WHAT THE EXERCISE ASKS:
Copy out each line of the data that includes the string "spray".

MATERIAL FOR THIS TASK:
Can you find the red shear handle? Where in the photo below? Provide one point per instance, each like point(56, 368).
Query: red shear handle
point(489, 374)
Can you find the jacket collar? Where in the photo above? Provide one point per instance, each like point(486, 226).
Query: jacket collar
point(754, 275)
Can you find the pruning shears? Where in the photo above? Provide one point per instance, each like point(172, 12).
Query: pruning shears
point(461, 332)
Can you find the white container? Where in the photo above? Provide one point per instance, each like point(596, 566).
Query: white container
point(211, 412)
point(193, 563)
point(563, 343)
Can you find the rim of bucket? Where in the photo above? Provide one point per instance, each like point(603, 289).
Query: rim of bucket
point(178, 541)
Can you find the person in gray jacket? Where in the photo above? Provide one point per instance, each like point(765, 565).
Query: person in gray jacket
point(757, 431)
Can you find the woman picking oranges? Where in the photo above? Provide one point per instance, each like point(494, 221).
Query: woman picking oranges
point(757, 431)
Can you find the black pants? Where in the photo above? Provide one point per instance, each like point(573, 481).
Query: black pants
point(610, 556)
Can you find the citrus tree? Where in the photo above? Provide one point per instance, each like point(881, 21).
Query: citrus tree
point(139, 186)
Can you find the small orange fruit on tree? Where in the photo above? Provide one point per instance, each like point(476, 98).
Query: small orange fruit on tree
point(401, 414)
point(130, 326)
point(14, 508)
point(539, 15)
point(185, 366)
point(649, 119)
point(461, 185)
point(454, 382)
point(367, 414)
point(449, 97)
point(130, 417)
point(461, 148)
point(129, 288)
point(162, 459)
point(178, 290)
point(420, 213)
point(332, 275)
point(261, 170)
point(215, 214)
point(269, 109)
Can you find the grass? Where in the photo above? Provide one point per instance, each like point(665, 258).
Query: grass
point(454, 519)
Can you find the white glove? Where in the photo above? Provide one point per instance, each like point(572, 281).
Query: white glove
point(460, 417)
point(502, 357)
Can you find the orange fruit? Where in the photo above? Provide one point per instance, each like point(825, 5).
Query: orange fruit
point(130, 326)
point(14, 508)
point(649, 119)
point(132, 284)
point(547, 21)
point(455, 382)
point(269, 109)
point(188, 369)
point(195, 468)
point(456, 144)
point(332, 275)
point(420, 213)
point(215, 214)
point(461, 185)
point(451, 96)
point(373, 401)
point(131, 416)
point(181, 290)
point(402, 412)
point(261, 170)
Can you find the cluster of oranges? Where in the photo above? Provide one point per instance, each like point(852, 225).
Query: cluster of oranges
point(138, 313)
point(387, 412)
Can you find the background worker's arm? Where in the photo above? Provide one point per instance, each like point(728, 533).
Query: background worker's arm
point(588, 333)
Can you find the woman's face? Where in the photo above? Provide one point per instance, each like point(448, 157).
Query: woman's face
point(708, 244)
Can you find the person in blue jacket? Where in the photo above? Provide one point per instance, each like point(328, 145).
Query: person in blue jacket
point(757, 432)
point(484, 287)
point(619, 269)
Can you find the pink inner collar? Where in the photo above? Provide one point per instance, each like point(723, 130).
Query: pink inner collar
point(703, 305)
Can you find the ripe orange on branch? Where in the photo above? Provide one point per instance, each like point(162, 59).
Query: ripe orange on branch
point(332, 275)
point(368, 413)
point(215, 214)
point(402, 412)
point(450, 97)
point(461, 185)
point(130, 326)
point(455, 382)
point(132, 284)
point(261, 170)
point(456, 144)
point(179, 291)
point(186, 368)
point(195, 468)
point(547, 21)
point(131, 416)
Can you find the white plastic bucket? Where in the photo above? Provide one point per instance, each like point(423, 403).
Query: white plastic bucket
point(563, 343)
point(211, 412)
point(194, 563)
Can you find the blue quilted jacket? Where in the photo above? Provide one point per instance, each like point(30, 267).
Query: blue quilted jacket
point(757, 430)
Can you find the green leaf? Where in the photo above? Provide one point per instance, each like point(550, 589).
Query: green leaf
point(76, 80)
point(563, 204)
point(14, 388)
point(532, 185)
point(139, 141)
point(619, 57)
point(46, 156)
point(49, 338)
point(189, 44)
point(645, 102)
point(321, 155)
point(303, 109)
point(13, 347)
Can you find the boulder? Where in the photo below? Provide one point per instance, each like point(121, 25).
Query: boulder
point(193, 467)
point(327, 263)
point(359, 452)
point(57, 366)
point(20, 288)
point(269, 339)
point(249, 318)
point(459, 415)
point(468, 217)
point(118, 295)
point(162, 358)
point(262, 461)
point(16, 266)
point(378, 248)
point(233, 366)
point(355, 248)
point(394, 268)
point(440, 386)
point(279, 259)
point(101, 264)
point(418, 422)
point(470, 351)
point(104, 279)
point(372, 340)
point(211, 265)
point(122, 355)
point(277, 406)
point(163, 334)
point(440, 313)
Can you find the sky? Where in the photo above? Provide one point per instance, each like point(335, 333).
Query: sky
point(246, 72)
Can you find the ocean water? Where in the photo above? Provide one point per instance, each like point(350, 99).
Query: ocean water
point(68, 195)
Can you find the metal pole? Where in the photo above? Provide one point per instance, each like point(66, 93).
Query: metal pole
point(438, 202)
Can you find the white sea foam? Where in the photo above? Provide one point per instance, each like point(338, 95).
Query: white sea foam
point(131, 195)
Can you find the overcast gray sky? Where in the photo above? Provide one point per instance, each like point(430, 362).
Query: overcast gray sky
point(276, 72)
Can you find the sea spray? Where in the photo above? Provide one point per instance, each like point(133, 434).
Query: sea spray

RESULT OF THE TASK:
Can you find the sea spray? Where in the photo above? Provide one point per instance, each like point(133, 434).
Query: sea spray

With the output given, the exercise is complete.